> [Objetivo]:
Copia sin cambios las líneas de los registros de abajo que empiezan en la que contiene "of the root" y terminan en la que contiene "pixel 150 261", incluidas las dos.

> [Lista de registros]:
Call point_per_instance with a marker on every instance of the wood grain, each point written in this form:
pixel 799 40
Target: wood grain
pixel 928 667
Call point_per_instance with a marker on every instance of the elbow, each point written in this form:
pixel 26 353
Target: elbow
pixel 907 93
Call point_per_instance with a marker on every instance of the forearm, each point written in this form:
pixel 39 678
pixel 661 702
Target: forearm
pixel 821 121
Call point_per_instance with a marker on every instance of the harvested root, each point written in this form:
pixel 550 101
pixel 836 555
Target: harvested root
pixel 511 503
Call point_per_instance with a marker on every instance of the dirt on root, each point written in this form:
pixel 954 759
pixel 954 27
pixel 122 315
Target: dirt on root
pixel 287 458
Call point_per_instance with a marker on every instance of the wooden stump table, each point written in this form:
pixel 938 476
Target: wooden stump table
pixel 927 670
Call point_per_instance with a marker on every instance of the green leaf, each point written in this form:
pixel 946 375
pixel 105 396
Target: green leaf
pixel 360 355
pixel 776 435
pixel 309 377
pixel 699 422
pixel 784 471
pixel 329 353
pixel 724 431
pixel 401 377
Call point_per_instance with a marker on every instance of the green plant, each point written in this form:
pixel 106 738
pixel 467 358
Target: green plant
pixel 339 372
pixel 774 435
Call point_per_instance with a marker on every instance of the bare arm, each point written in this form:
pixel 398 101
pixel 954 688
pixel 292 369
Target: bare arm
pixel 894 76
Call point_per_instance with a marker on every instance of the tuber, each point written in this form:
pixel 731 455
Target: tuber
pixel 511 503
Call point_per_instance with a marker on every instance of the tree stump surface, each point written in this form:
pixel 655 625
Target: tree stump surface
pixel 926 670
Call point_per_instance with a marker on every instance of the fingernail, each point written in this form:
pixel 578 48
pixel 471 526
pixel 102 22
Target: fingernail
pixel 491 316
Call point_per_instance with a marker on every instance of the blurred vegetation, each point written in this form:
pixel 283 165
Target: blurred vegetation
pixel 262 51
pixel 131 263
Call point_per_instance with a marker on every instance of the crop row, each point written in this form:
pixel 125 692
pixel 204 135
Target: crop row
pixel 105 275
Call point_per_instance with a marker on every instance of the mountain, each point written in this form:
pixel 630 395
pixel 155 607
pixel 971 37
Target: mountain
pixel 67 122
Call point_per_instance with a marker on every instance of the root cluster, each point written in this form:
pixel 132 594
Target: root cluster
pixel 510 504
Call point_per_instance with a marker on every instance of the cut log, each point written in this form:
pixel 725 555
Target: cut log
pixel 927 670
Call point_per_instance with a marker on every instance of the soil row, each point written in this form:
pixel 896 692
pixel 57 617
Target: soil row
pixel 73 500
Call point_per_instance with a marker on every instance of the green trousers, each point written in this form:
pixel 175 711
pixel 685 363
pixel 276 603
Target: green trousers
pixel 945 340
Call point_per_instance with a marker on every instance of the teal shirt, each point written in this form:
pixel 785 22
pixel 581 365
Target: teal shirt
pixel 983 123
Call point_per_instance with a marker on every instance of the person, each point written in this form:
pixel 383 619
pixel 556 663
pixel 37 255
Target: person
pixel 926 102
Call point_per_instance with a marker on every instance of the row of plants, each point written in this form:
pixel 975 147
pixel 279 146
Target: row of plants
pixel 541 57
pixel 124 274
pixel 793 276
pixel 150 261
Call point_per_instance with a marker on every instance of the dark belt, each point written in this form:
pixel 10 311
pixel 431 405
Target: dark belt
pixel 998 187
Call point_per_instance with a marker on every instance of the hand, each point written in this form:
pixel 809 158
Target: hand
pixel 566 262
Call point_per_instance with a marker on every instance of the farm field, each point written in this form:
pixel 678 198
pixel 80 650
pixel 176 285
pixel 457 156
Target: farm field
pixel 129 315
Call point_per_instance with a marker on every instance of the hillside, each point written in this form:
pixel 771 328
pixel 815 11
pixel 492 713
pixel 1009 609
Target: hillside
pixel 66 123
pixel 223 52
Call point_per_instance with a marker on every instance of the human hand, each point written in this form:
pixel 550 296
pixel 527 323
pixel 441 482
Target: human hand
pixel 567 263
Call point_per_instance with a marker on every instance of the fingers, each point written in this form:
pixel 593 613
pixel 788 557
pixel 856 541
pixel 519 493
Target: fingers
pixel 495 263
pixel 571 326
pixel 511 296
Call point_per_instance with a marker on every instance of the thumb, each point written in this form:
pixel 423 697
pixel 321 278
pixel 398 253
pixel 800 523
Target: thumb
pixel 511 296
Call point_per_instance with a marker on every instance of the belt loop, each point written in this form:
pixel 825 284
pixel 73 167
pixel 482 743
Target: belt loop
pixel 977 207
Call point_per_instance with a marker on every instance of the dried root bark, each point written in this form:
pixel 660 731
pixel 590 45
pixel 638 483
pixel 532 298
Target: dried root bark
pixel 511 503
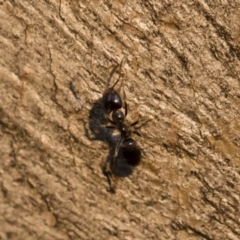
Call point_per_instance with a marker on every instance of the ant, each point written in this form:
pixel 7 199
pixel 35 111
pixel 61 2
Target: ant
pixel 112 103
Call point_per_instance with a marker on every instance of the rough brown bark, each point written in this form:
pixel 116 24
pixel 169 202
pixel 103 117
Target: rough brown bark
pixel 181 70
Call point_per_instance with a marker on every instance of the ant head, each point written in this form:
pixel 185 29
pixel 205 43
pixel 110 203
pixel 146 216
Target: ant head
pixel 118 116
pixel 111 100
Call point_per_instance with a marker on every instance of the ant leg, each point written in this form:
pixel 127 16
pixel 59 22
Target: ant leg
pixel 126 108
pixel 108 173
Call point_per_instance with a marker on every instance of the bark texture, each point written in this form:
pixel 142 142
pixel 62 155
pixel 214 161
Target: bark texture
pixel 181 69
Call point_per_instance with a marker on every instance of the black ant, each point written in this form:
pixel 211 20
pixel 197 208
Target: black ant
pixel 112 103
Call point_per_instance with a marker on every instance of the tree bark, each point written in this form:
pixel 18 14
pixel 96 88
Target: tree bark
pixel 180 72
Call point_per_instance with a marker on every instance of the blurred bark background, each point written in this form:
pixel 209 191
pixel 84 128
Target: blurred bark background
pixel 181 70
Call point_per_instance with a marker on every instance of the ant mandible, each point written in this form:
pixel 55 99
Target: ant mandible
pixel 112 103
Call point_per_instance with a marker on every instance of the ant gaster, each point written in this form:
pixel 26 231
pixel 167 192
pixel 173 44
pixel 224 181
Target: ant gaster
pixel 127 146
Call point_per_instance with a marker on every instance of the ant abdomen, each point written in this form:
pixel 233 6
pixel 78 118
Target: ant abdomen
pixel 131 152
pixel 111 100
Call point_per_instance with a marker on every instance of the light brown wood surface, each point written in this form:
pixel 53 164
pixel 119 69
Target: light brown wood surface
pixel 181 70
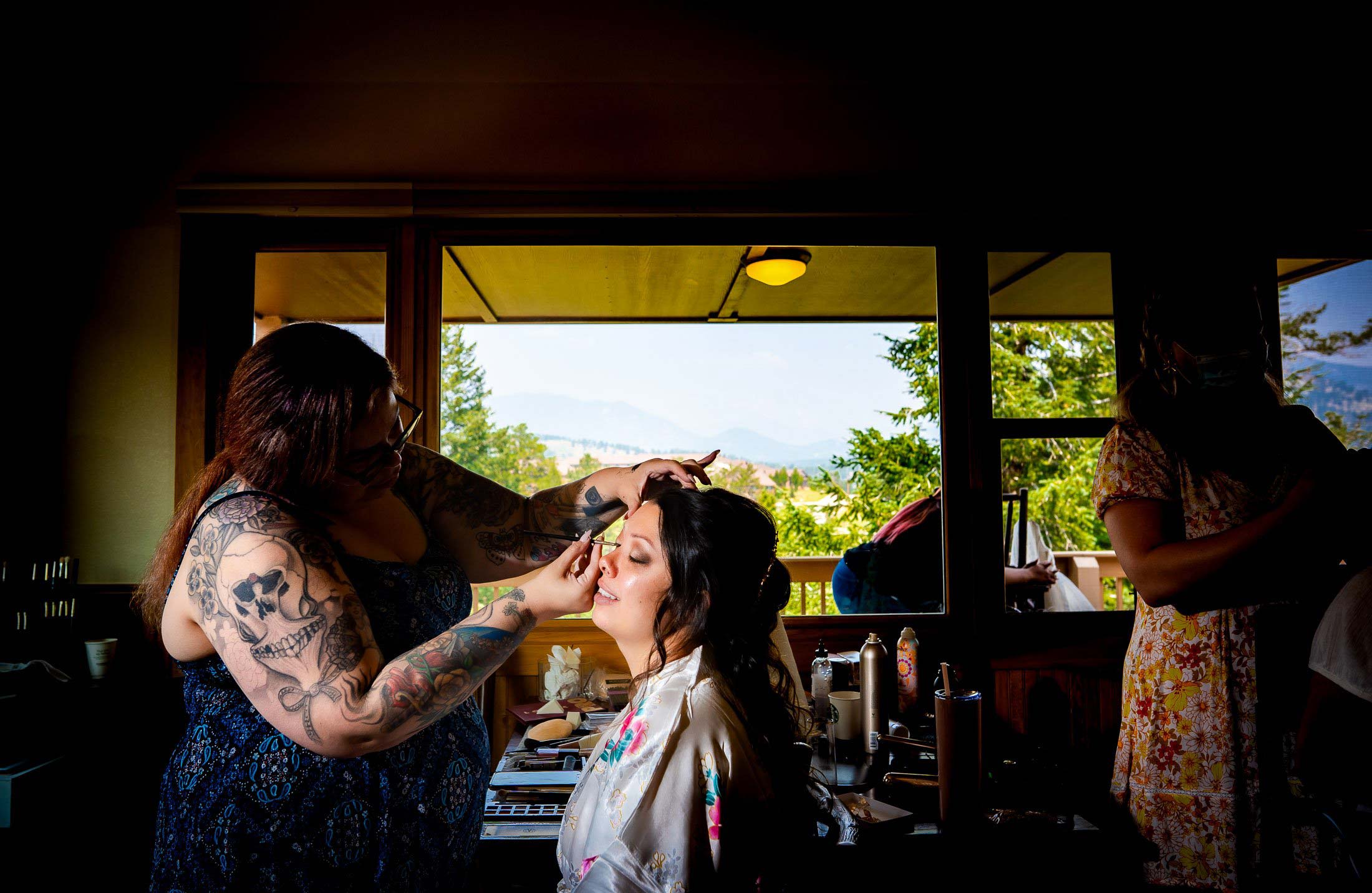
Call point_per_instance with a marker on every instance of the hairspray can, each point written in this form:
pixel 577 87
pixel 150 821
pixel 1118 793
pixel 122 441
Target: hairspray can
pixel 907 671
pixel 872 665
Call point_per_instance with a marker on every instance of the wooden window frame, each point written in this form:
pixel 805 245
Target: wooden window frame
pixel 413 225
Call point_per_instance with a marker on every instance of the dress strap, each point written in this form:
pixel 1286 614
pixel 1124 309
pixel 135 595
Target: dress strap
pixel 232 496
pixel 211 508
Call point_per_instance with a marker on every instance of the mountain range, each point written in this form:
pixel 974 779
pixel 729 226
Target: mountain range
pixel 553 416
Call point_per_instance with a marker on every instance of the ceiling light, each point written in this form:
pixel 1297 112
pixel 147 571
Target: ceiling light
pixel 778 266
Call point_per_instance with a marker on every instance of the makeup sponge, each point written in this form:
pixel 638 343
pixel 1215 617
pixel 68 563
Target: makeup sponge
pixel 551 729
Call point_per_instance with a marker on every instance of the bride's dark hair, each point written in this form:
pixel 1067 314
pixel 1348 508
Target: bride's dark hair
pixel 728 590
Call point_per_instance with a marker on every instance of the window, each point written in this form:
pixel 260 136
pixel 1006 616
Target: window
pixel 1053 379
pixel 822 394
pixel 1326 309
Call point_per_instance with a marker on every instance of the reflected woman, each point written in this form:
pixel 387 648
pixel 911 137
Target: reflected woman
pixel 695 781
pixel 1210 490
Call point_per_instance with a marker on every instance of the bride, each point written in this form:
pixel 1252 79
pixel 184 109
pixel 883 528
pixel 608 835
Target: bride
pixel 695 781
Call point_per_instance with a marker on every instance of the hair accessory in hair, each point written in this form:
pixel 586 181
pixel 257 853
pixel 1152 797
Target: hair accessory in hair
pixel 770 562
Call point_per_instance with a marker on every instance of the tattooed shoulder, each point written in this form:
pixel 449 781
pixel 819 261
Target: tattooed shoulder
pixel 271 594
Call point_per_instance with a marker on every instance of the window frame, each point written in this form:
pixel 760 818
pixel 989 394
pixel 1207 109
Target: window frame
pixel 220 244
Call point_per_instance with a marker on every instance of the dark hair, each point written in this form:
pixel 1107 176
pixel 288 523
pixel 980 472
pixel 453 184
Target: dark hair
pixel 728 590
pixel 1187 304
pixel 292 401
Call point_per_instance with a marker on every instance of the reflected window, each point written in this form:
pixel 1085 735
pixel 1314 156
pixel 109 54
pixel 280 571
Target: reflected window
pixel 342 287
pixel 1054 376
pixel 1327 342
pixel 1053 345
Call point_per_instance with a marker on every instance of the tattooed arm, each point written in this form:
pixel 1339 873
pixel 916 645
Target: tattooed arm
pixel 279 609
pixel 481 521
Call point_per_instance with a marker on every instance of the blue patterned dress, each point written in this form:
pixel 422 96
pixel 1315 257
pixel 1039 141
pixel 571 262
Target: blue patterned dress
pixel 244 807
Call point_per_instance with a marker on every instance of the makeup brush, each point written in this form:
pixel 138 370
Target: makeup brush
pixel 575 539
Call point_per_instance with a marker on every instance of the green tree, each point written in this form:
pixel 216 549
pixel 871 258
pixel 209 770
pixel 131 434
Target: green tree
pixel 508 455
pixel 743 479
pixel 1301 340
pixel 1039 369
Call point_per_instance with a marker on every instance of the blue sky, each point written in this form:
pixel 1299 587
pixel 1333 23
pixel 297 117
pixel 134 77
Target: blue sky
pixel 1348 292
pixel 793 382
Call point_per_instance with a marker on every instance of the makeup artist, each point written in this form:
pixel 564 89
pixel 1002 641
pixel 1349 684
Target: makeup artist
pixel 314 589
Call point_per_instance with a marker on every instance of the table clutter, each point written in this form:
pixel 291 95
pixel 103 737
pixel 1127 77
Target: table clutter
pixel 543 761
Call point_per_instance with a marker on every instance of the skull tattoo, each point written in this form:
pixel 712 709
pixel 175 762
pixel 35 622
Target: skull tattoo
pixel 264 587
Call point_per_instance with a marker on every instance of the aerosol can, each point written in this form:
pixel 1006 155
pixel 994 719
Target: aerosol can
pixel 872 662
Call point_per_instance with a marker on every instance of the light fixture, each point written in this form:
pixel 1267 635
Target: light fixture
pixel 778 266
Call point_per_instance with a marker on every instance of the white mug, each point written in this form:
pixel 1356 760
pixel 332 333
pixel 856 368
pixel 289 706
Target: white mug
pixel 99 656
pixel 847 705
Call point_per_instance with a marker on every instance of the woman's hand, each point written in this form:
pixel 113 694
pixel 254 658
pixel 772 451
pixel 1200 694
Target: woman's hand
pixel 639 483
pixel 1043 571
pixel 567 585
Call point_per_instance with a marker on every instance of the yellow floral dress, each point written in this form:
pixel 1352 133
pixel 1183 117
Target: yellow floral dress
pixel 1189 753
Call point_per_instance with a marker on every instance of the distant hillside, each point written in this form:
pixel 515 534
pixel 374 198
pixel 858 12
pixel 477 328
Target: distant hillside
pixel 622 428
pixel 1341 389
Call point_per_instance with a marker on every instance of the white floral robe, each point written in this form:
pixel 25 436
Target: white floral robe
pixel 669 777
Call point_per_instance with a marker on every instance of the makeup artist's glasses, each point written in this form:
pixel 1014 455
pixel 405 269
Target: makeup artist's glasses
pixel 409 416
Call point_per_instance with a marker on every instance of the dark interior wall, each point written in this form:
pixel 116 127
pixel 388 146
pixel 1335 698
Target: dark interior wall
pixel 899 110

> [Respuesta]:
Call point_per_instance with a marker on every instance of the root cluster, each point written in this form:
pixel 132 594
Target: root cluster
pixel 510 504
Call point_per_instance with a marker on every instance of the cut log, each point written in this form:
pixel 725 555
Target: cut log
pixel 927 670
Call point_per_instance with a marker on every instance of the soil row, each point written in this form:
pixel 896 692
pixel 57 617
Target: soil row
pixel 73 500
Call point_per_instance with a marker on every instance of the green trousers, each point written in this form:
pixel 175 711
pixel 685 363
pixel 276 603
Target: green trousers
pixel 945 340
Call point_per_instance with a marker on every instance of the teal shirt, each point written in this form:
pixel 785 22
pixel 581 365
Target: teal shirt
pixel 983 123
Call point_per_instance with a marker on every instance of the person, each point written in this form:
pixel 383 619
pixel 556 663
pixel 37 255
Target: person
pixel 926 102
Call point_per_instance with a marker on every instance of the row of plants, each point written in this form:
pixel 975 147
pixel 279 146
Target: row of plants
pixel 541 57
pixel 124 274
pixel 793 276
pixel 150 261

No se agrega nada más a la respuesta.